TASK ->
Return the records in full, exactly as given.

STORED ROWS ->

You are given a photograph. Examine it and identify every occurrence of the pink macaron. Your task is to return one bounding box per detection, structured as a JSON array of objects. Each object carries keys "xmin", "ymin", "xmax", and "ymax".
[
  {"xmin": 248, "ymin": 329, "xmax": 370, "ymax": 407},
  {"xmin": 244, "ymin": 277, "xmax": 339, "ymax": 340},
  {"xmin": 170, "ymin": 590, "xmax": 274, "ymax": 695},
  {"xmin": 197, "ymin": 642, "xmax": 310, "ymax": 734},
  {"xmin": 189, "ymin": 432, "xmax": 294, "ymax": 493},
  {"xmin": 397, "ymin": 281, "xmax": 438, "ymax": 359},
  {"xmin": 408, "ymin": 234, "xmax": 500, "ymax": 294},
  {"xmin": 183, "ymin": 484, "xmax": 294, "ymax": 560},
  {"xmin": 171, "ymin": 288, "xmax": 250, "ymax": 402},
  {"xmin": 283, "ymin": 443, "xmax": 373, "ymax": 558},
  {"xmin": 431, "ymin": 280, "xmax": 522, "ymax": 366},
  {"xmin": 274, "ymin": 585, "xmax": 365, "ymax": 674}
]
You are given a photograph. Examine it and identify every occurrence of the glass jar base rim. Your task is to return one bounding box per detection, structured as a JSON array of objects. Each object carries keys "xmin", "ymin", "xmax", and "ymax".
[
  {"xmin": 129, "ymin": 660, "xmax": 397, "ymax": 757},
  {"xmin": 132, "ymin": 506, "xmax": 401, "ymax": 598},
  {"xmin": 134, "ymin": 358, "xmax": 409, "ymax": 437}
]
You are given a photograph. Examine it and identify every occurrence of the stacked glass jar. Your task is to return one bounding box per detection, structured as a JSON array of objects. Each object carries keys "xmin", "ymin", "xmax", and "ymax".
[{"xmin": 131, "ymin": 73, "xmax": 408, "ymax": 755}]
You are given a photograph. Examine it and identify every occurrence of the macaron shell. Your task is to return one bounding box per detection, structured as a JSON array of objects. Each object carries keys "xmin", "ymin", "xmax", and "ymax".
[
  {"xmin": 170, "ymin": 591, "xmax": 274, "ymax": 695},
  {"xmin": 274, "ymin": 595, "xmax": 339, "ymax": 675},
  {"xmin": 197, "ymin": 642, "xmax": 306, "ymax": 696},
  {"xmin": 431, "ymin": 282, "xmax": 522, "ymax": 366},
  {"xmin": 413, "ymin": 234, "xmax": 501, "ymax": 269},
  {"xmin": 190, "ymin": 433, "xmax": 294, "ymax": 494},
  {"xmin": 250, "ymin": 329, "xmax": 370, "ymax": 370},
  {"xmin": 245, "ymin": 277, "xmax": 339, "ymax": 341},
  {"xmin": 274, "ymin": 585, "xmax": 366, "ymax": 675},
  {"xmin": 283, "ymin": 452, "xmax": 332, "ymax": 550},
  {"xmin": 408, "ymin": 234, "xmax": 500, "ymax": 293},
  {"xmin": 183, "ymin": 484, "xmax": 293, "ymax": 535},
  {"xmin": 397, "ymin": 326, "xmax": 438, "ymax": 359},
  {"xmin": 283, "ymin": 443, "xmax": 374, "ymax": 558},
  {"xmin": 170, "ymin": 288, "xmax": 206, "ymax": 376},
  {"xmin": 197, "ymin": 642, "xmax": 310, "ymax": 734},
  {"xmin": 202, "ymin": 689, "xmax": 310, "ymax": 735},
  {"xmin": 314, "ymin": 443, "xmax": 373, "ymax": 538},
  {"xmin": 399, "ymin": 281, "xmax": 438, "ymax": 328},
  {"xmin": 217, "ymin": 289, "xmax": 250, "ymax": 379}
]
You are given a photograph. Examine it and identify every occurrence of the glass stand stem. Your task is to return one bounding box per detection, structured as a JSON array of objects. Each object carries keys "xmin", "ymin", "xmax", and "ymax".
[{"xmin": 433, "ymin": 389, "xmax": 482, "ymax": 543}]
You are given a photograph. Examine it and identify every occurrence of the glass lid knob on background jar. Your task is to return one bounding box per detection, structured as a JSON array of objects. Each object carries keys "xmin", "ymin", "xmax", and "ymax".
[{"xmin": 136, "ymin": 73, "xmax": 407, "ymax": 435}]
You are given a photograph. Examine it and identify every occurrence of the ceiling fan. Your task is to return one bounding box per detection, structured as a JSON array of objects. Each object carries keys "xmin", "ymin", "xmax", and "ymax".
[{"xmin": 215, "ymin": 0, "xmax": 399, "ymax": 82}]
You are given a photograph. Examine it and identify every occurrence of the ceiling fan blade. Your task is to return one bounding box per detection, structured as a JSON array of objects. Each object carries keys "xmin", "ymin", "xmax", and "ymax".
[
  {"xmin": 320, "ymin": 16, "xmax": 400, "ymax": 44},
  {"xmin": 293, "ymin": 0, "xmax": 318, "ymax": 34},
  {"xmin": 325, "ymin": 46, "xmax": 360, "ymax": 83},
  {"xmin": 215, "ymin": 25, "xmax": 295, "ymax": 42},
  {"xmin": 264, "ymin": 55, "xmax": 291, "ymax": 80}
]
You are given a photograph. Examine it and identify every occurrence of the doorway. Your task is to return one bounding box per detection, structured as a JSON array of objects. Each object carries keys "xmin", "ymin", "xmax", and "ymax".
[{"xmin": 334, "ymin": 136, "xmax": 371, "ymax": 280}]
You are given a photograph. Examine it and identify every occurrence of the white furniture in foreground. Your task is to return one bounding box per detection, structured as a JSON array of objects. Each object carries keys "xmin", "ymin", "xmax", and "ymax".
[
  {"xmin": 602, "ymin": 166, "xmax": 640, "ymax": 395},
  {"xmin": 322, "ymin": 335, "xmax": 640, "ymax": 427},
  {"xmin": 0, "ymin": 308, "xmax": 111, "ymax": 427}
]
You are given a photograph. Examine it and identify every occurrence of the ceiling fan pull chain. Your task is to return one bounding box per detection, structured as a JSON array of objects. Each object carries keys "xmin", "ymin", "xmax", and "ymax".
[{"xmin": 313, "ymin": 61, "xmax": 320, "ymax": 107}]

SOLUTION ->
You are given a photograph. Examine it and identify every occurrence of the pink macaron. Your task is to return one bounding box per detection, structured as a JSON array of objects. Each object carries keys "xmin", "ymin", "xmax", and "ymax".
[
  {"xmin": 248, "ymin": 329, "xmax": 370, "ymax": 407},
  {"xmin": 244, "ymin": 277, "xmax": 339, "ymax": 340},
  {"xmin": 170, "ymin": 590, "xmax": 274, "ymax": 695},
  {"xmin": 197, "ymin": 642, "xmax": 310, "ymax": 734},
  {"xmin": 189, "ymin": 432, "xmax": 294, "ymax": 493},
  {"xmin": 397, "ymin": 281, "xmax": 438, "ymax": 359},
  {"xmin": 408, "ymin": 234, "xmax": 500, "ymax": 294},
  {"xmin": 183, "ymin": 484, "xmax": 294, "ymax": 560},
  {"xmin": 171, "ymin": 288, "xmax": 250, "ymax": 402},
  {"xmin": 283, "ymin": 443, "xmax": 373, "ymax": 558},
  {"xmin": 431, "ymin": 280, "xmax": 522, "ymax": 366},
  {"xmin": 274, "ymin": 585, "xmax": 365, "ymax": 674}
]
You are given a photograph. Examine it and identify every occurrence of the glass jar base rim. Your task is to return one bounding box per detection, structured as a JSON array of objects. Each object carries keys "xmin", "ymin", "xmax", and "ymax".
[
  {"xmin": 129, "ymin": 660, "xmax": 397, "ymax": 757},
  {"xmin": 132, "ymin": 506, "xmax": 401, "ymax": 598},
  {"xmin": 134, "ymin": 358, "xmax": 409, "ymax": 437}
]
You are given a photograph. Examine it and identify every occurrence of the stacked glass jar. Your task is to return one bounding box per detection, structured as a JSON array of objects. Each object carries keys "xmin", "ymin", "xmax", and "ymax".
[{"xmin": 131, "ymin": 73, "xmax": 408, "ymax": 755}]
You are given a photograph. Examine it and identify every occurrence of the macaron shell. Your task is to return one bounding box per detection, structured as a JSON array of objects. Each object carries keys "xmin", "ymin", "xmax", and "ymax".
[
  {"xmin": 170, "ymin": 591, "xmax": 274, "ymax": 695},
  {"xmin": 274, "ymin": 595, "xmax": 339, "ymax": 675},
  {"xmin": 197, "ymin": 642, "xmax": 306, "ymax": 696},
  {"xmin": 431, "ymin": 282, "xmax": 522, "ymax": 366},
  {"xmin": 413, "ymin": 234, "xmax": 501, "ymax": 269},
  {"xmin": 190, "ymin": 433, "xmax": 294, "ymax": 494},
  {"xmin": 250, "ymin": 329, "xmax": 370, "ymax": 370},
  {"xmin": 245, "ymin": 277, "xmax": 339, "ymax": 341},
  {"xmin": 274, "ymin": 585, "xmax": 366, "ymax": 675},
  {"xmin": 283, "ymin": 452, "xmax": 332, "ymax": 550},
  {"xmin": 408, "ymin": 234, "xmax": 500, "ymax": 293},
  {"xmin": 183, "ymin": 484, "xmax": 293, "ymax": 535},
  {"xmin": 397, "ymin": 326, "xmax": 438, "ymax": 359},
  {"xmin": 283, "ymin": 443, "xmax": 374, "ymax": 558},
  {"xmin": 170, "ymin": 288, "xmax": 206, "ymax": 376},
  {"xmin": 197, "ymin": 642, "xmax": 310, "ymax": 734},
  {"xmin": 202, "ymin": 689, "xmax": 310, "ymax": 735},
  {"xmin": 314, "ymin": 443, "xmax": 373, "ymax": 538},
  {"xmin": 399, "ymin": 281, "xmax": 438, "ymax": 328},
  {"xmin": 217, "ymin": 289, "xmax": 250, "ymax": 379}
]
You are given a photograph. Examine it and identify every occurrence of the glass stand stem. Your task is to return one bounding box per detection, structured as a JSON array of objects. Each object carries keys "xmin", "ymin", "xmax", and "ymax".
[{"xmin": 433, "ymin": 389, "xmax": 482, "ymax": 543}]
You are given a photograph. Examine it and identify every occurrence of the glass lid knob on background jar. Your task is to return one bounding box per detection, structured as a JSON array of objects. Each object carries keys "xmin", "ymin", "xmax", and "ymax".
[{"xmin": 136, "ymin": 73, "xmax": 407, "ymax": 435}]
You are given a photograph. Examine it and identify every occurrence of the ceiling fan. Your task is to return one bounding box per detection, structured as a JSON array of objects. Each object carries keys "xmin", "ymin", "xmax", and "ymax".
[{"xmin": 215, "ymin": 0, "xmax": 399, "ymax": 82}]
You are given a photograph. Examine it and identify every occurrence of the ceiling fan blade. Your task is to return one bounding box per detection, structured as a JSON array of objects. Each object carries keys "xmin", "ymin", "xmax", and "ymax".
[
  {"xmin": 320, "ymin": 16, "xmax": 400, "ymax": 44},
  {"xmin": 293, "ymin": 0, "xmax": 318, "ymax": 34},
  {"xmin": 325, "ymin": 46, "xmax": 360, "ymax": 83},
  {"xmin": 215, "ymin": 25, "xmax": 295, "ymax": 42},
  {"xmin": 264, "ymin": 55, "xmax": 291, "ymax": 80}
]
You are given a photograph. Examine it and identify every occurrence of the doorway. Your task is to return one bounding box per detection, structured as a JSON array of objects. Each object carries keys "xmin", "ymin", "xmax", and "ymax".
[{"xmin": 334, "ymin": 136, "xmax": 371, "ymax": 280}]
You are given a photograph. Examine it and identify every occurrence of the white furniture in foreground. Your task is to return one bounding box per detection, structured as a JSON array of objects. Each object carries keys "xmin", "ymin", "xmax", and "ymax".
[
  {"xmin": 602, "ymin": 166, "xmax": 640, "ymax": 395},
  {"xmin": 322, "ymin": 335, "xmax": 640, "ymax": 427},
  {"xmin": 0, "ymin": 308, "xmax": 111, "ymax": 427}
]
You are given a photograph. Examine it and identify every occurrence of the ceiling fan pull chain. Your task is to return one bounding box per detection, structured as a JSON array of objects. Each object carries keys "xmin", "ymin", "xmax", and "ymax".
[{"xmin": 313, "ymin": 61, "xmax": 320, "ymax": 107}]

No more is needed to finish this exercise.